→ **Set problem**: Write out every record below exactly as it appears.
# Records for the task start
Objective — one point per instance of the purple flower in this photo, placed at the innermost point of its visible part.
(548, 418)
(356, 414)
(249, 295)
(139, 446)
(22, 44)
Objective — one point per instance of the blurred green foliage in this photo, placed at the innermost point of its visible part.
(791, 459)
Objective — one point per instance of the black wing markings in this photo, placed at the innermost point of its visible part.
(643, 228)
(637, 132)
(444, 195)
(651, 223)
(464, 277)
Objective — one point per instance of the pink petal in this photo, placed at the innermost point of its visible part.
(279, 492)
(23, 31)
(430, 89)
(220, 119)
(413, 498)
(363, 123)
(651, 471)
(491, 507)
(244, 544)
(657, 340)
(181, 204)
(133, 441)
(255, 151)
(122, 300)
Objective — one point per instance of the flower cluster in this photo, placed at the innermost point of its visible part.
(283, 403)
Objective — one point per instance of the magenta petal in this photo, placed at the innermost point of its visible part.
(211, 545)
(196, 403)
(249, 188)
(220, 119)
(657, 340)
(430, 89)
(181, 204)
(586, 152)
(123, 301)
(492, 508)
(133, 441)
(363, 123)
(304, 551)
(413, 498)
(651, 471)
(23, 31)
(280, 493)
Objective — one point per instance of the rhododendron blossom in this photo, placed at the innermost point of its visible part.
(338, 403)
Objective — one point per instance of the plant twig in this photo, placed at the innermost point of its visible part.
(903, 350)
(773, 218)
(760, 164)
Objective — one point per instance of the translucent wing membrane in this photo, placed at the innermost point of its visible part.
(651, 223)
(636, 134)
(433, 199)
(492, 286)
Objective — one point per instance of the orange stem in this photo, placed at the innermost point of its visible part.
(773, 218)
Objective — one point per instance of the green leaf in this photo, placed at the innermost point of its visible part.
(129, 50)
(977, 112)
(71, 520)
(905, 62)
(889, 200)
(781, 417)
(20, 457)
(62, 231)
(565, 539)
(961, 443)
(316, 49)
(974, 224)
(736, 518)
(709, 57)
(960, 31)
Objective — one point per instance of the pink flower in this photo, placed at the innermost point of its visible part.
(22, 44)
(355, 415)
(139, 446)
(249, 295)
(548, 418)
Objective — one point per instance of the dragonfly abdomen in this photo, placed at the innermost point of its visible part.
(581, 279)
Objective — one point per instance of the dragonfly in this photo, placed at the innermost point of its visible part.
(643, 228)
# Records for the task end
→ **Finished answer**:
Objective — one point per instance of the purple flower in this photo, placed at the innermost point of its visible part.
(548, 418)
(356, 414)
(249, 295)
(139, 446)
(22, 44)
Objective — one point per instance of the blurred green foliage in this photo, placed at the innermost point of its visible part.
(791, 459)
Objective — one point per instance of the black wing markings in this photo, placed at the innermost point of its visible part.
(643, 228)
(637, 132)
(444, 195)
(651, 223)
(464, 277)
Objective — one point per instance of the pink petal in this photo, placed at the innermost point of its visible part.
(279, 492)
(23, 31)
(430, 89)
(220, 119)
(413, 498)
(363, 123)
(651, 471)
(491, 507)
(244, 544)
(657, 340)
(181, 204)
(133, 441)
(255, 151)
(122, 300)
Objective — one point per instance of the flower cluster in this photo, placed at the innermost point of its visible part.
(283, 403)
Objective — one point per instance of the magenta petal in this photo, placed at the innermost point of its visible part.
(211, 545)
(196, 403)
(249, 188)
(220, 119)
(657, 340)
(430, 89)
(181, 204)
(586, 152)
(123, 301)
(492, 508)
(133, 441)
(363, 123)
(304, 551)
(413, 498)
(651, 471)
(23, 31)
(280, 493)
Objective — one point per instance of the rhododendron blossom in this photo, placed at the innermost point of its visible part.
(338, 403)
Objective — one point per instance of the plant twig in this photo, placed at the innermost point of its visible part.
(903, 350)
(773, 218)
(760, 164)
Objective — one point per instance of the translucent wing membrane in this photo, placed at the innermost point of its visible part.
(651, 223)
(636, 134)
(433, 199)
(492, 286)
Objective — one point per instance of the orange stem in this photo, placed at the innermost point of its visible part.
(773, 218)
Objective — one point per instance of the green leaf in this photo, placed at the innermost point of its visible part.
(129, 50)
(977, 112)
(71, 520)
(905, 62)
(889, 200)
(781, 417)
(20, 457)
(62, 231)
(565, 539)
(961, 443)
(316, 49)
(974, 224)
(736, 518)
(709, 57)
(960, 31)
Objective — one point per instance of the pink flower in this photo, placed at the innermost point of its visible part.
(22, 44)
(355, 415)
(139, 446)
(249, 295)
(548, 418)
Objective — one point per instance of the dragonfly abdomen in this photo, placed at the innermost point of its visible part.
(581, 279)
Objective — one point per instance of the dragonfly in this photo, placed at the innermost point of its visible part.
(643, 228)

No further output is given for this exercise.